• _Directions_
Count the lines in the listing below that contain the string "before", treating uppercase and lowercase letters as distinct. Reply with the number alone.

• _Data listing_

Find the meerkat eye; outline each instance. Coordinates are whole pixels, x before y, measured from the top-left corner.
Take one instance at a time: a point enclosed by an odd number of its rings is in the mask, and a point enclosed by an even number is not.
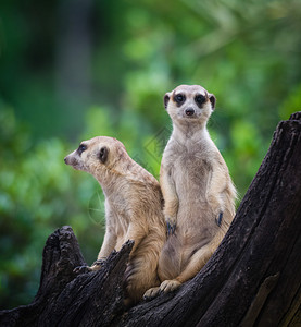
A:
[[[80,144],[80,145],[78,146],[78,149],[77,149],[79,156],[80,156],[86,149],[87,149],[87,145]]]
[[[195,97],[195,101],[197,105],[202,105],[203,102],[205,102],[205,96],[199,94]]]
[[[183,95],[183,94],[177,94],[177,95],[174,96],[174,100],[175,100],[177,104],[183,104],[183,102],[186,100],[186,98],[185,98],[185,95]]]
[[[99,159],[102,164],[104,164],[108,159],[108,155],[109,155],[109,148],[106,146],[103,146],[100,152],[99,152]]]

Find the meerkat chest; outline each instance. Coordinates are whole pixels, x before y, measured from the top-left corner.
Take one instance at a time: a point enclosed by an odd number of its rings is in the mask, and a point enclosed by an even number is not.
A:
[[[171,152],[170,174],[177,193],[183,201],[191,201],[191,194],[198,201],[205,198],[205,193],[213,171],[212,156],[203,144],[177,145]]]

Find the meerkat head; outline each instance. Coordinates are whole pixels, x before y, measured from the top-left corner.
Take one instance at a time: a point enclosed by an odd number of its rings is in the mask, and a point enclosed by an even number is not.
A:
[[[83,141],[64,161],[74,169],[87,171],[99,179],[101,173],[115,168],[116,162],[126,155],[124,145],[116,138],[97,136]]]
[[[179,85],[164,96],[173,121],[205,122],[215,108],[215,96],[200,85]]]

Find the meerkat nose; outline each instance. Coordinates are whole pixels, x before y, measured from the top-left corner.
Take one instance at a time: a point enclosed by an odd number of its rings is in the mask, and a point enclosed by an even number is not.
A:
[[[192,108],[187,108],[187,109],[185,110],[185,113],[186,113],[186,116],[192,116],[192,114],[195,113],[195,109],[192,109]]]

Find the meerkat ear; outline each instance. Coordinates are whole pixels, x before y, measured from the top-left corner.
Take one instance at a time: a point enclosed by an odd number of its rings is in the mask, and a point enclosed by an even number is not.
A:
[[[170,94],[170,93],[166,93],[166,94],[164,95],[164,107],[165,107],[165,109],[167,109],[170,99],[171,99],[171,94]]]
[[[215,96],[214,96],[213,94],[211,94],[211,93],[210,93],[208,96],[209,96],[209,100],[210,100],[210,102],[211,102],[212,110],[214,110],[214,109],[215,109],[216,98],[215,98]]]
[[[108,159],[108,155],[109,155],[109,148],[106,146],[103,146],[100,152],[99,152],[99,160],[104,164]]]

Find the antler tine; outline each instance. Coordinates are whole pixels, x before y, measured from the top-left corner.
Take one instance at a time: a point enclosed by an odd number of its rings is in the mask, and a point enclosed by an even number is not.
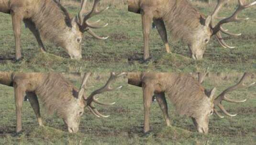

• _Exercise response_
6